- [Problem description]: Copy the lines below word for word, starting at the line that contains "Each instance of the clear blue" and ending at the final line.

- [Supplied entries]:
┄┄┄┄┄┄

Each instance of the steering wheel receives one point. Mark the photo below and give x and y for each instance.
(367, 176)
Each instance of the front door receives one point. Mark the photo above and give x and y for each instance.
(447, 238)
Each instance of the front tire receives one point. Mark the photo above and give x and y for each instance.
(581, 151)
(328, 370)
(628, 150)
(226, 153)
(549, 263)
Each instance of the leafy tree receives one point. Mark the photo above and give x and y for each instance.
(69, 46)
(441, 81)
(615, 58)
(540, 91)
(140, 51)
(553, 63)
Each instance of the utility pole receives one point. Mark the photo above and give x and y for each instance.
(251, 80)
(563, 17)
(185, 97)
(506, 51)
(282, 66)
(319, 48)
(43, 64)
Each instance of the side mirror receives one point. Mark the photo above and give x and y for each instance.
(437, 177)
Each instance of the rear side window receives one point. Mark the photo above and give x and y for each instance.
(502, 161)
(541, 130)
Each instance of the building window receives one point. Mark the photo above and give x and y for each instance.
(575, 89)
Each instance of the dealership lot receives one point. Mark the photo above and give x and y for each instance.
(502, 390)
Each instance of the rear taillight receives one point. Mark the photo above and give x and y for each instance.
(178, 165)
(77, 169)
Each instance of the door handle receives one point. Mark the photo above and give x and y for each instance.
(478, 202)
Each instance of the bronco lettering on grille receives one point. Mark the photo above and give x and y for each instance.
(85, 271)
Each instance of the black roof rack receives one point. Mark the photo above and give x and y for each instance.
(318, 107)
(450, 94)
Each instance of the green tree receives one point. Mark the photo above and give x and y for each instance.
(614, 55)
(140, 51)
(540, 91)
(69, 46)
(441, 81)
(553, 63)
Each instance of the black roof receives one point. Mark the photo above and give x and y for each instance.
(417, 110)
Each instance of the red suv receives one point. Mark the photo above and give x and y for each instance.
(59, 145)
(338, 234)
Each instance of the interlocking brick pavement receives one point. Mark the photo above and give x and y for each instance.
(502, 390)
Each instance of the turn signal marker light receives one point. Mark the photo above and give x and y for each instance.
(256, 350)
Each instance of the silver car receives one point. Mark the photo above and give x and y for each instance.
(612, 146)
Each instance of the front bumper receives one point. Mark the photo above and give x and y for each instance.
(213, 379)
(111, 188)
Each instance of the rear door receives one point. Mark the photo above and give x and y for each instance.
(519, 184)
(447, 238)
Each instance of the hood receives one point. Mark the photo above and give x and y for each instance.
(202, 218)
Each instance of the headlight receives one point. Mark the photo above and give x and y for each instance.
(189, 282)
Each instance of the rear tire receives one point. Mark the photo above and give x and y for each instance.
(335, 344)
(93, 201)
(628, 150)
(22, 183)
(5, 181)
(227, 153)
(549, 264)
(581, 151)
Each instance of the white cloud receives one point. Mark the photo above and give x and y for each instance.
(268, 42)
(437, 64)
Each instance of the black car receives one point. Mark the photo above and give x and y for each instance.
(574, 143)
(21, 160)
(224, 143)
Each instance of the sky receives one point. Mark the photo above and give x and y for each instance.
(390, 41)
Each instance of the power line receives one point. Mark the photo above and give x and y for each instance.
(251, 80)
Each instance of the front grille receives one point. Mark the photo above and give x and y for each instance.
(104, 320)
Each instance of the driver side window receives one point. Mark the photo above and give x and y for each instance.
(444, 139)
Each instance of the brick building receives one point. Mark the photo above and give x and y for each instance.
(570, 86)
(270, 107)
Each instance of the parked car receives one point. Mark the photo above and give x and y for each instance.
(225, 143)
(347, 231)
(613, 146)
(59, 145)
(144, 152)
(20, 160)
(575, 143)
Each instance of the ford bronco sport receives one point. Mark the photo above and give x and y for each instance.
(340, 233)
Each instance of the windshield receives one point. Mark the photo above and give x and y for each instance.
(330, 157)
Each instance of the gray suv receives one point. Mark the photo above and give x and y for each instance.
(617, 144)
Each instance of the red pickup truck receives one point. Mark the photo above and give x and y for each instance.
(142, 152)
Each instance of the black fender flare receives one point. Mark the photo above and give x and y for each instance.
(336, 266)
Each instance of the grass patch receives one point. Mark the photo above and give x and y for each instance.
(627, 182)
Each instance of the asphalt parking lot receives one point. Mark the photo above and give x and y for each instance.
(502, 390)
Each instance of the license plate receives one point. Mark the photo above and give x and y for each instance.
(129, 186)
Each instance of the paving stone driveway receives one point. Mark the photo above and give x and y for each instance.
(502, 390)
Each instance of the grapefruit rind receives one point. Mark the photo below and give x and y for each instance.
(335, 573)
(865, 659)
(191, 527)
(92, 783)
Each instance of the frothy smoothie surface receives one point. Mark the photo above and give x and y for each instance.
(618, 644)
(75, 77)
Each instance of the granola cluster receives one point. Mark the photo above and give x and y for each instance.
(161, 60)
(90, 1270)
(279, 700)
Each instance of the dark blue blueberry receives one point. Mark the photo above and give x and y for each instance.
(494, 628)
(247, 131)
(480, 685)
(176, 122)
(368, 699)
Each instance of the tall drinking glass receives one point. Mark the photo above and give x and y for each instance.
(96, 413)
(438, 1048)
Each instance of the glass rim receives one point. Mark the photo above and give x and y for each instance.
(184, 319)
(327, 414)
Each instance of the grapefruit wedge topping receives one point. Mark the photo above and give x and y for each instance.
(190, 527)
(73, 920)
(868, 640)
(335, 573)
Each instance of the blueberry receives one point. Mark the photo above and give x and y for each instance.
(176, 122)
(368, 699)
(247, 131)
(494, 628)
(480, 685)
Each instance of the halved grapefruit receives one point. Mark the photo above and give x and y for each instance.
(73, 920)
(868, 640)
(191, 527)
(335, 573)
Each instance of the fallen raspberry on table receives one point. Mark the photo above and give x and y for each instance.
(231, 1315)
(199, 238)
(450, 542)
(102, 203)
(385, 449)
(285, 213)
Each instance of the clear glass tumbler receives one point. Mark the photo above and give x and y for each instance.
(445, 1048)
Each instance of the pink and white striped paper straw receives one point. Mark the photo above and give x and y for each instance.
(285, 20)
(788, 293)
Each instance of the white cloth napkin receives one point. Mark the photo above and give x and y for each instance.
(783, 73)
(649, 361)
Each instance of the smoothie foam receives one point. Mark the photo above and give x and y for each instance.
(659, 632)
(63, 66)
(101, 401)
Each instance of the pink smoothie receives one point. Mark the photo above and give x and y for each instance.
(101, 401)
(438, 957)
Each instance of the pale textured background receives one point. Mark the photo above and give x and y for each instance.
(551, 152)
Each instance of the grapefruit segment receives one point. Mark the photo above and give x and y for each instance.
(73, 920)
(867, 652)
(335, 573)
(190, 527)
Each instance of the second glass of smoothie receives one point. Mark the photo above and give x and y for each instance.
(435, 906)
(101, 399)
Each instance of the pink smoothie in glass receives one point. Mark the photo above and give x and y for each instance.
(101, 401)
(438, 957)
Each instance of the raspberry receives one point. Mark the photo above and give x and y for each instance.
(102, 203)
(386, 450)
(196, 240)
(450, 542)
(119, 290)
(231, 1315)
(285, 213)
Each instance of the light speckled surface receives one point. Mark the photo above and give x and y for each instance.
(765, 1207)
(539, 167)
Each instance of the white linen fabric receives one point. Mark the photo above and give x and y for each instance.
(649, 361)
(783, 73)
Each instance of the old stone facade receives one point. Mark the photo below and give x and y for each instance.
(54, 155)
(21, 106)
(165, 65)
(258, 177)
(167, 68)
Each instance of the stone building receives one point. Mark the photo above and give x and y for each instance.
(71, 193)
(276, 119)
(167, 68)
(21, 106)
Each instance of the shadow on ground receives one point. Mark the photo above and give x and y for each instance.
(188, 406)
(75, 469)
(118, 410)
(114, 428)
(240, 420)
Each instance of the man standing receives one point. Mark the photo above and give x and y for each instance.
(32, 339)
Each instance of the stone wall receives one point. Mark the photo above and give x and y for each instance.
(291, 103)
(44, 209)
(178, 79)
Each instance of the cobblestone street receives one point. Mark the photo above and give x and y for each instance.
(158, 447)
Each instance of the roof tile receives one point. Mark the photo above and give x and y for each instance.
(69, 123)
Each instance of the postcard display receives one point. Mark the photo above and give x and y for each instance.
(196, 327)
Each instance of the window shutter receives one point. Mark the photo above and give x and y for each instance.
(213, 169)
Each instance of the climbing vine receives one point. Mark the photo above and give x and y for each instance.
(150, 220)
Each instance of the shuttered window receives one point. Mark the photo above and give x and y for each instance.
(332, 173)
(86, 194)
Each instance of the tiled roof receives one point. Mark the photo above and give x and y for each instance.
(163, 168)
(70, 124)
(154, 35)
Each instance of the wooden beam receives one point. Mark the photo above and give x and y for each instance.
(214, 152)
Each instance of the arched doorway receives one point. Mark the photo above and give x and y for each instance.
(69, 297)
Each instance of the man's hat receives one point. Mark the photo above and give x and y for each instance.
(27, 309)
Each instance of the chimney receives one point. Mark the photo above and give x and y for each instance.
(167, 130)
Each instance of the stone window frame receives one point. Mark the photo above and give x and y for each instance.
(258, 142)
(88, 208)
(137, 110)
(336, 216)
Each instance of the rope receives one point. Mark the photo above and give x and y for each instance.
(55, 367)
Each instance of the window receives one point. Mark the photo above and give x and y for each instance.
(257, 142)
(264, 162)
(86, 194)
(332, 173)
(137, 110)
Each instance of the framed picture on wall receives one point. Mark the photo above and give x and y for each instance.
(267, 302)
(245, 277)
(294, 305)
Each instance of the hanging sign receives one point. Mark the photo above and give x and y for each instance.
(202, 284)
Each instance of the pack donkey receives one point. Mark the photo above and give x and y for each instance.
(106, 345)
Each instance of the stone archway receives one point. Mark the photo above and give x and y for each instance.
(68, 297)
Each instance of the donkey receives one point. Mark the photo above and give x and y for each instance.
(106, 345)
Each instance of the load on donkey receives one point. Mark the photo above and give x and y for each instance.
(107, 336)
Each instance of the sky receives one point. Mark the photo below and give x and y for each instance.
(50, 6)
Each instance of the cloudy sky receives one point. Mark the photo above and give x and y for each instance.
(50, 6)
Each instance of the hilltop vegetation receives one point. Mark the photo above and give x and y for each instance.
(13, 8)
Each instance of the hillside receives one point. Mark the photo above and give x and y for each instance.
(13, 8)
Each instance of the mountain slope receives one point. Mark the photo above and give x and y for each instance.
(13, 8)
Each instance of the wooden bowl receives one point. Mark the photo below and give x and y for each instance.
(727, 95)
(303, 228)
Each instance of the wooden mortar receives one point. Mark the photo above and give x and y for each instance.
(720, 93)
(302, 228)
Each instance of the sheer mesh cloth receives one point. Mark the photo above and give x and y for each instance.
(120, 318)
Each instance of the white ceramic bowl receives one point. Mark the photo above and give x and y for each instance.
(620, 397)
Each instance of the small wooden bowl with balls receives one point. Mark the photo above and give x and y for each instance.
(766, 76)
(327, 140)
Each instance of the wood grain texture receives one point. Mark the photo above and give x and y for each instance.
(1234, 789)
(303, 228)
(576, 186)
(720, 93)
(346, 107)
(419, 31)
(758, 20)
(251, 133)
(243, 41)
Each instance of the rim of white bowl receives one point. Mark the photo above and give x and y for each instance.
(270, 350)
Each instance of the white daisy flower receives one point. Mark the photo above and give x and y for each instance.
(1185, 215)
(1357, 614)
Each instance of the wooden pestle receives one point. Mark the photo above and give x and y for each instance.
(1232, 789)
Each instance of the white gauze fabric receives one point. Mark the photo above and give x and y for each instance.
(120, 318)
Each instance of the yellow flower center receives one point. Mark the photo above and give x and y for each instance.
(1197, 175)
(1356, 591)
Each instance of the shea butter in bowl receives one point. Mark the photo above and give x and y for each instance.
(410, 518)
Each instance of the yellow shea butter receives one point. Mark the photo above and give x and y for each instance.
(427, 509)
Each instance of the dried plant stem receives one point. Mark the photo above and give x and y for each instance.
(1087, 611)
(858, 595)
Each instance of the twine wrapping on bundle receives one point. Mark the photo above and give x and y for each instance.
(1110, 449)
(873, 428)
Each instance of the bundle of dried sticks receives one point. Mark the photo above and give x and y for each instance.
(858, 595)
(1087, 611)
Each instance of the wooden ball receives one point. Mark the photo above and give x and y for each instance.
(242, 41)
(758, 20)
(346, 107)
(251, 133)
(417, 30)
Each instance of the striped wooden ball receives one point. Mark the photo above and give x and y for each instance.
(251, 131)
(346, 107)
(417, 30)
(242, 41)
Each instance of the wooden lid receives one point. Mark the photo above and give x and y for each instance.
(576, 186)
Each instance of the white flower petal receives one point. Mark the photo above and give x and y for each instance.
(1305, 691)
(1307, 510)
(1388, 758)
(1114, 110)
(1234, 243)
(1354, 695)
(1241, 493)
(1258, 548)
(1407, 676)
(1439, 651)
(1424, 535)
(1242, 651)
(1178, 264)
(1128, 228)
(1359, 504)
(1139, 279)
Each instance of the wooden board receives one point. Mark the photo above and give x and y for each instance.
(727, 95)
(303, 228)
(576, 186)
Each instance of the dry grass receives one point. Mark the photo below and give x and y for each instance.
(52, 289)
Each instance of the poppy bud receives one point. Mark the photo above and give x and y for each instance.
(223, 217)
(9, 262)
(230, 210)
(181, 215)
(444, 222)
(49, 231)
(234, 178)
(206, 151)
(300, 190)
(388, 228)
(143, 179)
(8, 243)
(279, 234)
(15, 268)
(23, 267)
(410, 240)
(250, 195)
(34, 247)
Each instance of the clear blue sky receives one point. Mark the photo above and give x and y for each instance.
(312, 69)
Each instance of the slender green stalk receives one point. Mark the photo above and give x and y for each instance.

┄┄┄┄┄┄

- [Result for this exercise]:
Each instance of the clear blue sky receives one point. Mark the photo above and give x and y for each instance.
(312, 69)
Each instance of the slender green stalk receives one point. Mark the photo above and give x and y for each instance.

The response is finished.